Aim =>
Gather each line below that contains the word "jersey" and copy it in full. Only matches in the same letter case count.

Dataset records =>
┄┄┄┄┄┄

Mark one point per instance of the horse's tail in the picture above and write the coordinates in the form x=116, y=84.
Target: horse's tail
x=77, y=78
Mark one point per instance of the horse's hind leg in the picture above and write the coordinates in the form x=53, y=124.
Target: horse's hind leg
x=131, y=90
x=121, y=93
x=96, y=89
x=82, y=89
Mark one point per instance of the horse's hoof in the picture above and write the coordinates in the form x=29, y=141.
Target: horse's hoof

┄┄┄┄┄┄

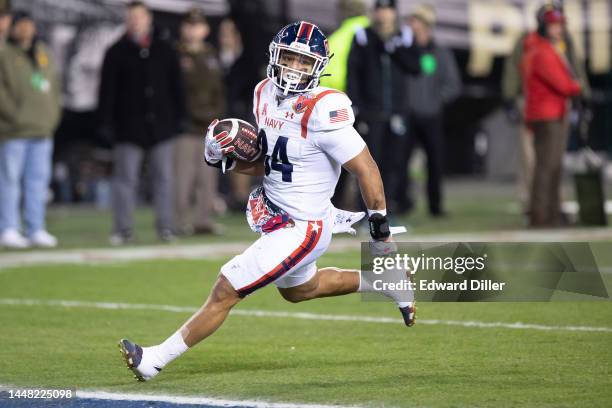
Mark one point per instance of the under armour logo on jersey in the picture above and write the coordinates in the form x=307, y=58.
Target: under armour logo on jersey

┄┄┄┄┄┄

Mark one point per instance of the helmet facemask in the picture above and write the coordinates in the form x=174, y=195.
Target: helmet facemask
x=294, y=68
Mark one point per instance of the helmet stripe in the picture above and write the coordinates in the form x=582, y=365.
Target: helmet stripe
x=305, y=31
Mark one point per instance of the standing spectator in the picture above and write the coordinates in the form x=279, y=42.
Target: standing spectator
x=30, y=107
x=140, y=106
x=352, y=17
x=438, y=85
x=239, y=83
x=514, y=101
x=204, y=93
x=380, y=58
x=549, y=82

┄┄┄┄┄┄

Full output =>
Mark one point per instance of the under armour logo on jersey in the picture above and write the coordinates in the form x=307, y=58.
Target: under armour logo on jersey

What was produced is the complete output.